È successo in Austria, ad esempio, a Luciano, atleta azzurro che nella finale dei 100 metri di corsa con le racchette da neve è finito a terra quasi subito perdendo l’attrezzatura. Nella caduta una ciaspola è scivolata via, ma Luciano si è rialzato subito, ha preso sottobraccio la ciaspola più vicina, guardandosi attorno, è corso per recuperare anche l’altra e poi non ha esitato a correre ancora, a piedi, verso il traguardo. Tutto il pubblico che era lì ricorderà quella gara, soprattutto per lui, quell’atleta azzurro alto e smilzo che ha raggiunto comunque il traguardo e lo ha fatto con il sorriso.
Al suo Mondiale Luciano ha perso l’attrezzatura, perdendo anche l’opportunità di classificarsi, ma non ha perso il sorriso e la tenacia, anzi ha dimostrato di essere diventato un uomo e un atleta.
In molti, quel giorno, vedendolo, non hanno trattenuto le lacrime dalla commozione, compreso il padre, che era lì a bordo pista: «L’immagine di Luciano che corre in solitaria, quando ormai gli altri atleti hanno tagliato il traguardo la ricorderò per sempre. Ringrazio tutti di cuore, organizzatori, tecnici e staff, per avergli permesso di raggiungere questo risultato. Sono un papà orgoglioso».

C’è da aggiungere, se vogliamo, un’altra considerazione che, rimanendo in àmbito sportivo, si potrebbe chiamare “il rovescio della medaglia”.
Timothy (Tim) Shriver, presidente di Special Olympics International, ha ribadito in Austria: «Non siamo noi ad accettare queste persone nel nostro mondo, sono piuttosto loro che lasciano noi entrare nel loro universo, regalandoci qualcosa di unico. Basta una sola visita a una gara di Special Olympics, per appassionarsi. È sufficiente scambiare qualche parola con questi atleti, allenarsi con loro per cambiare il mondo». Ecco allora che, a ben guardare, gli agenti principali del cambiamento, del processo di integrazione e di inclusione nella società, sono proprio le persone cosiddette “normodotate” che scelgono di mettersi in gioco per abbattere barriere e pregiudizi di sorta. Le persone con disabilità intellettiva, dal canto loro, tendenzialmente sono già incluse, pronte come sono ad entrare in una squadra sportiva unificata, a mettersi in gioco con spontaneità ed apertura.

■ **RIGHE GREZZE**
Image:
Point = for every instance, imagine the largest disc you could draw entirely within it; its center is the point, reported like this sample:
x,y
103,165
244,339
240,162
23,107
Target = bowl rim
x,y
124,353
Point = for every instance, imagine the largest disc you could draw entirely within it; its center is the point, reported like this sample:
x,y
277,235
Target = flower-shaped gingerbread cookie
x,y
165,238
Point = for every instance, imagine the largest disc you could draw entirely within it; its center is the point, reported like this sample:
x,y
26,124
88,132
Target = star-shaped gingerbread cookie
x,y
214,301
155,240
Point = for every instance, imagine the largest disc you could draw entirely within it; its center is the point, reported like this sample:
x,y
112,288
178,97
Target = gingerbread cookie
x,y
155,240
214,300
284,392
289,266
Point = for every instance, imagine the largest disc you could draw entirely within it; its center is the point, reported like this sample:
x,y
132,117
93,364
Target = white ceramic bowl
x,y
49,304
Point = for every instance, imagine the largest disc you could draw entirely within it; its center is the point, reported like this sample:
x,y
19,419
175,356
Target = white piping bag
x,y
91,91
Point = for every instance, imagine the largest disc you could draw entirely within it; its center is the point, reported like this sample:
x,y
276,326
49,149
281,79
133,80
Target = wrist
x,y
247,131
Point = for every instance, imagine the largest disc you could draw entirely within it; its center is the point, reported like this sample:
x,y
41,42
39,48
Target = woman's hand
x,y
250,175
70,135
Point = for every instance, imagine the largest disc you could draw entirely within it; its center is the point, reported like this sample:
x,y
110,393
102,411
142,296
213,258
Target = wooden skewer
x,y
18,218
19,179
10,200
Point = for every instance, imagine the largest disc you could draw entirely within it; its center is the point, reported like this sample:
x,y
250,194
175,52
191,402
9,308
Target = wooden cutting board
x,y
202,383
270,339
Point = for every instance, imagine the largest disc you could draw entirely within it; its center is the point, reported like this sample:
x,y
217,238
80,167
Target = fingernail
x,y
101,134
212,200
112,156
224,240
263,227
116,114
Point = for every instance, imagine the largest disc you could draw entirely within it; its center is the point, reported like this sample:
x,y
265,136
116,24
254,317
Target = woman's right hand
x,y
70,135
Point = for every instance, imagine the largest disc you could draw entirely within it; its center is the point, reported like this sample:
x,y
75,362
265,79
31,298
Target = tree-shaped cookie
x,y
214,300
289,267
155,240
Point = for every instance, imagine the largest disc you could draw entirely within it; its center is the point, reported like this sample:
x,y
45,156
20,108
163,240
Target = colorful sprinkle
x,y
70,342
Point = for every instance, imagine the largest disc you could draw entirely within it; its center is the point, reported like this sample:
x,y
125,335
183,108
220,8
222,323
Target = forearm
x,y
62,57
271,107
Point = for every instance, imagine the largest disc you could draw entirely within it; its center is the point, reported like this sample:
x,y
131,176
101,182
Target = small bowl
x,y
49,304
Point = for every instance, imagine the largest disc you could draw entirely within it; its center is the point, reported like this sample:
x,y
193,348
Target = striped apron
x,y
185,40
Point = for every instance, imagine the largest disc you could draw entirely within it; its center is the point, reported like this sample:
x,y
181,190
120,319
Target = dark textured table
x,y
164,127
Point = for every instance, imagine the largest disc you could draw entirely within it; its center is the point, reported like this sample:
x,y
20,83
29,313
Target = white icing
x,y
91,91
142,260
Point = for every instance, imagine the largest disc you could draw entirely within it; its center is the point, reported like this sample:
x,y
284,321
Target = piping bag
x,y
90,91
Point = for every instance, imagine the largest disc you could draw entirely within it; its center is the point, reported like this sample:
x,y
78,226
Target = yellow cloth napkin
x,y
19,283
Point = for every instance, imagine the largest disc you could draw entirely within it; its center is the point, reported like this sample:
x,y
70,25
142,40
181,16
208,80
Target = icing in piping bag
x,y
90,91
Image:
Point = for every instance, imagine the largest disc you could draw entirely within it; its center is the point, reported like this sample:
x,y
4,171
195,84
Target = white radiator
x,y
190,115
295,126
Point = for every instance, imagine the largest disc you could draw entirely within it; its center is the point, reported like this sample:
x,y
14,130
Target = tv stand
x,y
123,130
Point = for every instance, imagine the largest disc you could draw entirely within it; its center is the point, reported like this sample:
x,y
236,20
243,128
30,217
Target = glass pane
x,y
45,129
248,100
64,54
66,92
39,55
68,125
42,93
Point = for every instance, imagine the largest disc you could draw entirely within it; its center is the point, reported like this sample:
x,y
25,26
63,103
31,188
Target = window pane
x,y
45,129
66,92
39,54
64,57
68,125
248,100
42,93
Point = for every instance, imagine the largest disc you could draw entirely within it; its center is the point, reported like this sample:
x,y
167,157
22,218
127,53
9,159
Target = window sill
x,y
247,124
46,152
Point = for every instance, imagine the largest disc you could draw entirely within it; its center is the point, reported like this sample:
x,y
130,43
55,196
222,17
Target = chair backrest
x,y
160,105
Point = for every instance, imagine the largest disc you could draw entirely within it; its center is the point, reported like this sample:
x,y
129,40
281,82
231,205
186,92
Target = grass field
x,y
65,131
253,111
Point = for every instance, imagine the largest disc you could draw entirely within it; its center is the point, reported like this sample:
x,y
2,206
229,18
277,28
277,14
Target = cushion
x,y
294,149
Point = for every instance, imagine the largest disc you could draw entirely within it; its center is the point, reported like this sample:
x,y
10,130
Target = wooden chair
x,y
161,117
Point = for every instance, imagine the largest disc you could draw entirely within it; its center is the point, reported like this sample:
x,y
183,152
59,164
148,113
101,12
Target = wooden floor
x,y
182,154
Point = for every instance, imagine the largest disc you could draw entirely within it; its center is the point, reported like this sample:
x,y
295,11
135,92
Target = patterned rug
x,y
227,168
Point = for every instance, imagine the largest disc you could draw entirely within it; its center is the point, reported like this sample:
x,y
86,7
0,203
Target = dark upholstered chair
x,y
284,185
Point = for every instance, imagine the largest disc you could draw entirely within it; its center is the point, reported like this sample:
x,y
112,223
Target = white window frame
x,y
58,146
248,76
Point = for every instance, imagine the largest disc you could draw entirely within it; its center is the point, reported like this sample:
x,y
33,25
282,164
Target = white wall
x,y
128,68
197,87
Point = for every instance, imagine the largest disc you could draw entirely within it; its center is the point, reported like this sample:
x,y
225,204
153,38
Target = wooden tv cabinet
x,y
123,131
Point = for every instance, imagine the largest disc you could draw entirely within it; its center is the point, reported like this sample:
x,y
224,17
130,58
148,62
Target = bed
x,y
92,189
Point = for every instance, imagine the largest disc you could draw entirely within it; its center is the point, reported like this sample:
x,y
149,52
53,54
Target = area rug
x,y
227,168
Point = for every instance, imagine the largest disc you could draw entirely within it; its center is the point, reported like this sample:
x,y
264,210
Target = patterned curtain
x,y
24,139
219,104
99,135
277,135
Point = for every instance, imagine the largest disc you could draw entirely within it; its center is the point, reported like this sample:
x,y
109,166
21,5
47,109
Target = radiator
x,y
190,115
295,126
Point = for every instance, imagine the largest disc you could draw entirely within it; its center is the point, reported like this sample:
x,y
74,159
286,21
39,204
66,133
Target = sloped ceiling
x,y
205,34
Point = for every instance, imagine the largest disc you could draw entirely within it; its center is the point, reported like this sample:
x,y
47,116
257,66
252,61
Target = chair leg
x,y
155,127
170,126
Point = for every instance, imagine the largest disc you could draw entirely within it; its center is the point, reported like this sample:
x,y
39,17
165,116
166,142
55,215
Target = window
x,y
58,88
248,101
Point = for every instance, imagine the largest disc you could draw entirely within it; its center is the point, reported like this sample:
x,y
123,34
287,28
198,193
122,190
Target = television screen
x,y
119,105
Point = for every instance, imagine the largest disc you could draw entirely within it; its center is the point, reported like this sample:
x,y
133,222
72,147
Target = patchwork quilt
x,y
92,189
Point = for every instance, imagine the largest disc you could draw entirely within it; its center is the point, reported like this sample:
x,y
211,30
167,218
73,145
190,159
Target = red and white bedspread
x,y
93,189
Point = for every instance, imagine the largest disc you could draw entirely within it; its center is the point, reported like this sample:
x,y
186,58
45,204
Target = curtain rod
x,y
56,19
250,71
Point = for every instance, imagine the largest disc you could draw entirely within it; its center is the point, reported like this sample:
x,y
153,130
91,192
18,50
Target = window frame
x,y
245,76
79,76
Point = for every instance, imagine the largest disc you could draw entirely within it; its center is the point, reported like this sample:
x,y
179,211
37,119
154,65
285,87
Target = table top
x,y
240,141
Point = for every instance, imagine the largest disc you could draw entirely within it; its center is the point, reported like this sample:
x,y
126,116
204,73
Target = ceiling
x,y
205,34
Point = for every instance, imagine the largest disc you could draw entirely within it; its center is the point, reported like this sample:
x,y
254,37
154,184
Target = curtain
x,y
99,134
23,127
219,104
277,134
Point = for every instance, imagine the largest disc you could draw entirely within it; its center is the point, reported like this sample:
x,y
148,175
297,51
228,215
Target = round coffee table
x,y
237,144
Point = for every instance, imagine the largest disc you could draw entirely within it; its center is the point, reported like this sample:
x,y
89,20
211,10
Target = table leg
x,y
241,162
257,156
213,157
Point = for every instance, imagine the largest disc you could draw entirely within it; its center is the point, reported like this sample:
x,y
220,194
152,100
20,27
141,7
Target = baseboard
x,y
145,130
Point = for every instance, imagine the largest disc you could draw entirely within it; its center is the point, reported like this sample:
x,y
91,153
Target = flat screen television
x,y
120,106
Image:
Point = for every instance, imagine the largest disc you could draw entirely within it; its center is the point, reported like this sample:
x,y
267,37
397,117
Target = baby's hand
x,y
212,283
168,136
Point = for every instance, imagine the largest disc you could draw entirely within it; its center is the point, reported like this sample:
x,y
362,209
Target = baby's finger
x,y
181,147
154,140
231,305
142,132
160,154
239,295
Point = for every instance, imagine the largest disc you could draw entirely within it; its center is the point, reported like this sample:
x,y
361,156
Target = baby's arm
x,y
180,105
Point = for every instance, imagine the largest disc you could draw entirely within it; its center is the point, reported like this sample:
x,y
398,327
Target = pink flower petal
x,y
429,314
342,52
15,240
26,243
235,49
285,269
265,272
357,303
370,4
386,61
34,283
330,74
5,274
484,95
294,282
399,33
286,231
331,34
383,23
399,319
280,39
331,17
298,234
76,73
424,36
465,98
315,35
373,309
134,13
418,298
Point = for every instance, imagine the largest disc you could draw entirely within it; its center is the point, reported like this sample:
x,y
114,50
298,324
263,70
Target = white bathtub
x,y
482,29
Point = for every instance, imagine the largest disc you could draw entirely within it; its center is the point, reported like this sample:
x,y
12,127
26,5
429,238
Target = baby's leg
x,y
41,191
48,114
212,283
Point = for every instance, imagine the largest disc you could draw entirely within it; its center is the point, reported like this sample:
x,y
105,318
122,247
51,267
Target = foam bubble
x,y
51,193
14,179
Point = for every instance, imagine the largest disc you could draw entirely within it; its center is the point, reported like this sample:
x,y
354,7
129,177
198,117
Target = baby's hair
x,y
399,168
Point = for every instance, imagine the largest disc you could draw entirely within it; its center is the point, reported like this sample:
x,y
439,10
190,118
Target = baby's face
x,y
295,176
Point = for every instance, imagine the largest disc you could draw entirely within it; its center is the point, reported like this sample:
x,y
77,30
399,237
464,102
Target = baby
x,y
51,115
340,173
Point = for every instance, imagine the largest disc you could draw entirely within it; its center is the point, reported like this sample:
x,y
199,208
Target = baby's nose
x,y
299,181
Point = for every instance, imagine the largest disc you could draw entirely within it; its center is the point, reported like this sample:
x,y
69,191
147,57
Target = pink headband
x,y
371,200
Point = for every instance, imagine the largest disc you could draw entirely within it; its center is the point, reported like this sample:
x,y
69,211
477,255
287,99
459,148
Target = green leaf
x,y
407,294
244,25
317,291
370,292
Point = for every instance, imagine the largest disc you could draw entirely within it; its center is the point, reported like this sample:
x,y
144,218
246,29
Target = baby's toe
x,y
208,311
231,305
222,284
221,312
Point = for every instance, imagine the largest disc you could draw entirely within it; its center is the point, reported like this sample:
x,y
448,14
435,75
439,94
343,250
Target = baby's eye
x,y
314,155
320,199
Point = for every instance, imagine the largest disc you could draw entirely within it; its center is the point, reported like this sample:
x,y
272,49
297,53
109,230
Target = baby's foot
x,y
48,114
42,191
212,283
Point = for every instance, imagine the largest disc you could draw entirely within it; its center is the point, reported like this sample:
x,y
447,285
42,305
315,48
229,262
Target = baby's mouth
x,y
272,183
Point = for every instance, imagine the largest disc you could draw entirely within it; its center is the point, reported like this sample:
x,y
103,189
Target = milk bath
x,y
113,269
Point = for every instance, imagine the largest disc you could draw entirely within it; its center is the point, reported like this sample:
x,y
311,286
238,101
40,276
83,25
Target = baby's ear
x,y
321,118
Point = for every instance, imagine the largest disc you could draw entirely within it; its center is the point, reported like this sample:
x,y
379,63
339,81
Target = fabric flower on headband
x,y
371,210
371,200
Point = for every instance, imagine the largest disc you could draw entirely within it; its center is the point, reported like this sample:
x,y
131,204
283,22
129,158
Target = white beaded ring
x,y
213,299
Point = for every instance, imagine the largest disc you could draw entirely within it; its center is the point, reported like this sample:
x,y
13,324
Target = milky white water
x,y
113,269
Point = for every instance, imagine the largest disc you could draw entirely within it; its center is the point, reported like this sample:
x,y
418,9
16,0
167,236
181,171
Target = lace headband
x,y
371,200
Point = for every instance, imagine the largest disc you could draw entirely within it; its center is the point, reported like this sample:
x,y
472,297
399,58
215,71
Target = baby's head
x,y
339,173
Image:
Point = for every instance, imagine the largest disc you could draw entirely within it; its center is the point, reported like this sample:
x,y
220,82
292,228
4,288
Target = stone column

■ **DA FARE**
Nel brano sulle gare di Special Olympics, riscrivi tutto il tratto che va da "È successo in" fino a "con il sorriso." ribattezzando "ciaspola" in "racchetta da neve".

■ **RISULTATO**
È successo in Austria, ad esempio, a Luciano, atleta azzurro che nella finale dei 100 metri di corsa con le racchette da neve è finito a terra quasi subito perdendo l’attrezzatura. Nella caduta una racchetta da neve è scivolata via, ma Luciano si è rialzato subito, ha preso sottobraccio la racchetta da neve più vicina, guardandosi attorno, è corso per recuperare anche l’altra e poi non ha esitato a correre ancora, a piedi, verso il traguardo. Tutto il pubblico che era lì ricorderà quella gara, soprattutto per lui, quell’atleta azzurro alto e smilzo che ha raggiunto comunque il traguardo e lo ha fatto con il sorriso.